#### THE TASK:
Each entry must appear in the answer exactly as written.

[RECORDS — start]

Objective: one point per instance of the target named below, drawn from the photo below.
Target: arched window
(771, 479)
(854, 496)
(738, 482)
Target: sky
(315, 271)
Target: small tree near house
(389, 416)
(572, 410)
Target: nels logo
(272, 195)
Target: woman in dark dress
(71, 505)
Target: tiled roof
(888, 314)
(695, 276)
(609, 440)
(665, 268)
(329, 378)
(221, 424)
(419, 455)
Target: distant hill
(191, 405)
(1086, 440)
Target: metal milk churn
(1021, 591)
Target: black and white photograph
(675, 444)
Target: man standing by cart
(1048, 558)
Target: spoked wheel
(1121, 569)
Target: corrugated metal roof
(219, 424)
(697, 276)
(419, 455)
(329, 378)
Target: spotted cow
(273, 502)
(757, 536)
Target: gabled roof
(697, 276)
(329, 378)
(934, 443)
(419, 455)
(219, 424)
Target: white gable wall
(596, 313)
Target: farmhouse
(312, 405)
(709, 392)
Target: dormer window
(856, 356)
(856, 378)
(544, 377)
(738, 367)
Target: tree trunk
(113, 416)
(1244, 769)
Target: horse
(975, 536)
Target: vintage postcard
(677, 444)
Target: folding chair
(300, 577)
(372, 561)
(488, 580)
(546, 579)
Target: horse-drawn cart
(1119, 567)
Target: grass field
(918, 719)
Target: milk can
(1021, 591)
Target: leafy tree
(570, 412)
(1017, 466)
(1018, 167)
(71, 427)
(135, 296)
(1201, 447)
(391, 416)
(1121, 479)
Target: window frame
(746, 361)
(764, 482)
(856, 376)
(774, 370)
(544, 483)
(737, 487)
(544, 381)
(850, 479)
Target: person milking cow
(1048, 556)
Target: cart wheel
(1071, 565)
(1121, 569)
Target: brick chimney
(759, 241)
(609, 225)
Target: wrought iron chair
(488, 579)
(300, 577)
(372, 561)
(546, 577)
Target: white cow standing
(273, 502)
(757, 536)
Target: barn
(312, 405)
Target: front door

[RECORDS — finish]

#### WORKED SOLUTION:
Objective: one point per instance of the target named below, drawn from the photo below.
Target: arched window
(771, 479)
(854, 496)
(738, 482)
Target: sky
(315, 271)
Target: small tree near house
(389, 416)
(572, 410)
Target: nels logo
(272, 195)
Target: woman in dark dress
(71, 505)
Target: tiled roof
(888, 314)
(695, 276)
(609, 440)
(665, 268)
(329, 378)
(221, 424)
(419, 455)
Target: distant hill
(191, 405)
(1086, 440)
Target: metal milk churn
(1021, 591)
Target: black and white photograph
(675, 444)
Target: man standing by cart
(1048, 558)
Target: spoked wheel
(1121, 569)
Target: corrugated metal roof
(219, 424)
(697, 276)
(419, 455)
(329, 378)
Target: spotted cow
(273, 502)
(757, 536)
Target: gabled roof
(697, 276)
(329, 378)
(934, 443)
(419, 455)
(219, 424)
Target: white gable wall
(596, 313)
Target: farmhouse
(312, 405)
(709, 392)
Target: dormer window
(856, 356)
(856, 378)
(544, 377)
(738, 367)
Target: tree trunk
(113, 416)
(1244, 769)
Target: horse
(975, 536)
Target: vintage postcard
(677, 444)
Target: folding chair
(300, 577)
(372, 561)
(488, 580)
(546, 579)
Target: horse-drawn cart
(1119, 567)
Target: grass field
(918, 719)
Target: milk can
(1021, 591)
Target: leafy tree
(570, 412)
(1017, 466)
(1018, 167)
(71, 427)
(135, 296)
(1201, 447)
(391, 416)
(1121, 479)
Target: window frame
(746, 361)
(764, 482)
(856, 376)
(774, 370)
(544, 483)
(737, 487)
(544, 381)
(850, 479)
Target: person milking cow
(1048, 556)
Target: cart wheel
(1071, 565)
(1121, 569)
Target: brick chimney
(759, 241)
(609, 225)
Target: wrought iron chair
(488, 579)
(300, 577)
(372, 561)
(546, 577)
Target: white cow standing
(273, 502)
(757, 536)
Target: barn
(312, 405)
Target: front door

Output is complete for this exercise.